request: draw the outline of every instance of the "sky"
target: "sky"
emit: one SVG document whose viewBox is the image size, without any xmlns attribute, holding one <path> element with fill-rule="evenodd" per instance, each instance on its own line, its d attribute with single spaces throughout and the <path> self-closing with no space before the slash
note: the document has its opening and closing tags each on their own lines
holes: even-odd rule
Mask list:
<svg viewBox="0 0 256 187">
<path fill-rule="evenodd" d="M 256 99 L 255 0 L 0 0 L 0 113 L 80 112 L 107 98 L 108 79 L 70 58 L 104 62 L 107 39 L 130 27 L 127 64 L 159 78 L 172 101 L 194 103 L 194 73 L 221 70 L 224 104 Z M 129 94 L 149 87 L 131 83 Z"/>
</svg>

+--

### [Required task]
Reproduce the rows above, changing each occurrence of "instance" to "occurrence" and leaving all other text unaltered.

### [Result of the exercise]
request: draw the outline of every occurrence of the "sky"
target: "sky"
emit: one SVG document whose viewBox is the image size, without any xmlns attribute, holding one <path> element with fill-rule="evenodd" per occurrence, each occurrence on its own line, its d attribute with single spaces throughout and the <path> self-closing with no space before the slash
note: the document has its opening and closing tags each on their own lines
holes: even-odd rule
Mask list:
<svg viewBox="0 0 256 187">
<path fill-rule="evenodd" d="M 256 99 L 255 0 L 0 0 L 0 113 L 80 112 L 107 98 L 108 79 L 70 58 L 104 62 L 107 39 L 130 27 L 127 64 L 159 78 L 172 101 L 194 103 L 194 73 L 221 70 L 224 104 Z M 129 94 L 149 87 L 131 83 Z"/>
</svg>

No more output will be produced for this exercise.